Task instructions
Please repeat all of the entries below word for word, keeping them in the same order.
:: Excerpted data
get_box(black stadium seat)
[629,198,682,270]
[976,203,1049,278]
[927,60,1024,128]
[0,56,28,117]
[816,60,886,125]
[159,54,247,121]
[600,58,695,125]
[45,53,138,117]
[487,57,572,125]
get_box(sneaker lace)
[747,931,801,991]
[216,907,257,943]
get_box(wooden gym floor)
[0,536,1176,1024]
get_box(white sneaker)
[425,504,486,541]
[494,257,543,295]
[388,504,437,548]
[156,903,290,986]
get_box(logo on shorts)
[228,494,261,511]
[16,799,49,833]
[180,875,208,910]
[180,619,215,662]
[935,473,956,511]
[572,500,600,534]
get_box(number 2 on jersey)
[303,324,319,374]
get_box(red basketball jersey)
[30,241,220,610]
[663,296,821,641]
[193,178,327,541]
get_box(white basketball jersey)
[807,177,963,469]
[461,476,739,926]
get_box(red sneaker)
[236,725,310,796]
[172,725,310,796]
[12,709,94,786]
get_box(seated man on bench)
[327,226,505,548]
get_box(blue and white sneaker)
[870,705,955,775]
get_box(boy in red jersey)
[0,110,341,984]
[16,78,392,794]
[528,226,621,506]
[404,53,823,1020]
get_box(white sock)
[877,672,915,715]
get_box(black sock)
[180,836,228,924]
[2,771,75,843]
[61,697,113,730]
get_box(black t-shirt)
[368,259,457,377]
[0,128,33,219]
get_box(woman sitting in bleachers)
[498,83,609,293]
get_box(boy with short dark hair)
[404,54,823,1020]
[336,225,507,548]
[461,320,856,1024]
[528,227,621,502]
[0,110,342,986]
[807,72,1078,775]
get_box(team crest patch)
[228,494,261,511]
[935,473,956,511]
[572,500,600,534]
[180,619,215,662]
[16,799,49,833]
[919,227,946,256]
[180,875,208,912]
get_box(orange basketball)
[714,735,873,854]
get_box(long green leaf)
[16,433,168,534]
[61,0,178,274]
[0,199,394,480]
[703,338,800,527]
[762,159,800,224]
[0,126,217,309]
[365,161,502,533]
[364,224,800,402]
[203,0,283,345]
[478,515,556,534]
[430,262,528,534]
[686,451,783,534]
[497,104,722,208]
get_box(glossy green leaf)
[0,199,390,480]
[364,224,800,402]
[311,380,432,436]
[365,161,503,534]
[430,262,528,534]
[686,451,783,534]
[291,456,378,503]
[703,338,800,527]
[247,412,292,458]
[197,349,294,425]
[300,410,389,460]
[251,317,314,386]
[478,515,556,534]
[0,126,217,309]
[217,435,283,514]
::::
Exercise response
get_box(black stadium seat)
[629,198,682,270]
[976,203,1049,278]
[927,60,1024,128]
[0,56,28,117]
[816,60,886,125]
[159,54,247,121]
[600,58,695,125]
[45,53,138,117]
[487,57,572,125]
get_box(sneaker lace)
[747,931,801,991]
[216,907,257,943]
get_box(wooden gym floor)
[0,536,1176,1024]
get_box(white sneaker)
[425,504,486,541]
[494,257,543,295]
[388,504,437,548]
[156,903,290,986]
get_box(logo on shorts)
[228,494,261,511]
[16,799,49,833]
[180,875,208,910]
[180,619,215,662]
[935,473,956,511]
[572,500,600,534]
get_box(number 2 on jersey)
[303,324,319,374]
get_box(red basketball jersey)
[30,241,220,610]
[663,296,821,641]
[193,178,327,541]
get_box(white basketball jersey)
[807,177,963,469]
[461,476,739,926]
get_box(red sneaker)
[236,725,310,796]
[172,725,310,796]
[12,709,94,786]
get_box(seated man on bench)
[327,226,505,548]
get_box(blue and white sneaker)
[870,705,955,775]
get_box(boy in red jersey)
[0,110,341,984]
[16,78,392,794]
[528,226,621,506]
[404,53,823,1020]
get_box(white sock)
[877,672,915,715]
get_box(black sock)
[180,836,228,924]
[2,771,75,843]
[61,697,113,730]
get_box(black t-shirt)
[368,259,457,377]
[0,128,33,219]
get_box(woman sitting in bleachers)
[498,83,609,293]
get_box(boy with short dark hair)
[404,54,823,1020]
[336,225,507,548]
[461,320,856,1024]
[528,227,621,502]
[0,110,342,986]
[807,72,1078,775]
get_box(team crest patch)
[228,494,261,511]
[935,473,956,511]
[572,500,600,534]
[180,619,215,662]
[16,799,49,833]
[919,227,946,256]
[180,875,208,912]
get_box(orange basketball)
[714,735,873,854]
get_box(long green leaf)
[16,433,168,534]
[61,0,178,274]
[0,199,394,480]
[703,338,800,527]
[762,159,800,224]
[0,126,217,309]
[365,161,502,533]
[364,224,800,402]
[203,0,283,345]
[478,515,556,534]
[430,262,528,534]
[686,451,783,534]
[497,104,722,208]
get_box(glossy green leaf)
[0,199,390,480]
[364,224,800,402]
[311,380,432,436]
[365,161,503,534]
[430,262,528,534]
[686,451,783,534]
[291,456,378,503]
[703,338,800,527]
[247,412,292,458]
[197,349,294,425]
[300,410,389,460]
[251,317,314,386]
[478,515,556,534]
[0,126,217,309]
[217,435,283,514]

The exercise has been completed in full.